Com base em fatos delitivos que tiveram uma superexposição na mídia e diante do crescente medo da população – perplexa devido à crueldade da ação de criminosos –, heróis de plantão sobem aos púlpitos para pregar o máximo de punição. Desta forma, cativam a preferência de grande parte dos indivíduos que, de sua televisão, praticamente vivenciam as tragédias, passando a dividir com seus personagens o mesmo desejo de vingança.

Confere-se à lei um poder mágico, capaz de exorcizar nossos piores medos e fantasmas a partir de uma simples “canetada”. Em meio à catarse coletiva, esquece-se a regra básica de que, para ser materialmente eficaz, deve a lei emergir da realidade social, de uma demanda coletiva que a faz legítima, por coerente aos anseios da nação.

Todavia, cumpre assinalar que, neste movimento ilusionista, somente um dos lados da questão é explorado pela mídia e por políticos, dentre outros interessados: justamente o que escusa Estado e sociedade – eximindo-os de suas responsabilidades na construção de uma democracia efetiva – e perpetua o status quo vigente – incriminando indivíduos que já nascem marginalizados.

Aos mais afoitos, vale lembrar que a maioridade penal é definida no art. 228 da Constituição Federal, razão pela qual sua alteração não pode dar-se através de lei ordinária.

▸ **Dados fornecidos**
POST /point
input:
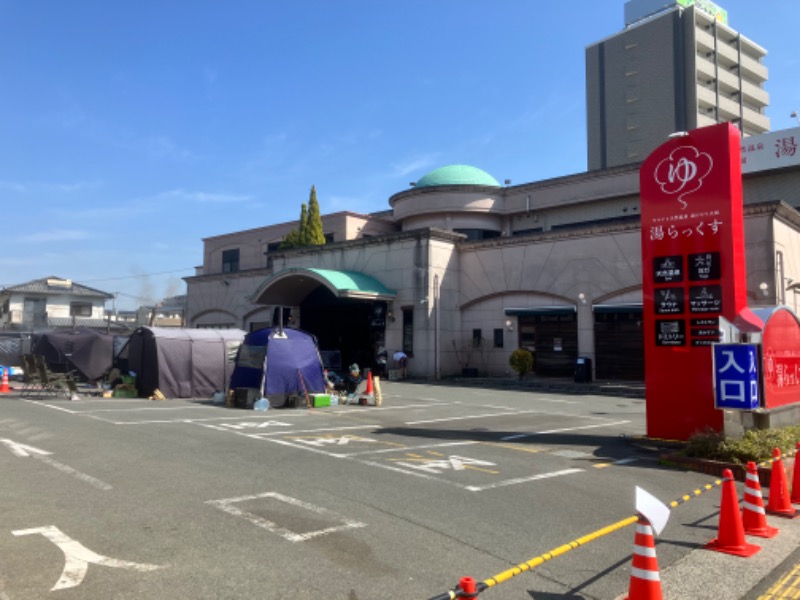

▸ **Enunciado**
Transcreva do trecho sobre a maioridade penal a passagem entre "Confere-se à lei" e "já nascem marginalizados.", inclusive. Baseie-se somente no trecho.

▸ **Exercício resolvido**
Confere-se à lei um poder mágico, capaz de exorcizar nossos piores medos e fantasmas a partir de uma simples “canetada”. Em meio à catarse coletiva, esquece-se a regra básica de que, para ser materialmente eficaz, deve a lei emergir da realidade social, de uma demanda coletiva que a faz legítima, por coerente aos anseios da nação.

Todavia, cumpre assinalar que, neste movimento ilusionista, somente um dos lados da questão é explorado pela mídia e por políticos, dentre outros interessados: justamente o que escusa Estado e sociedade – eximindo-os de suas responsabilidades na construção de uma democracia efetiva – e perpetua o status quo vigente – incriminando indivíduos que já nascem marginalizados.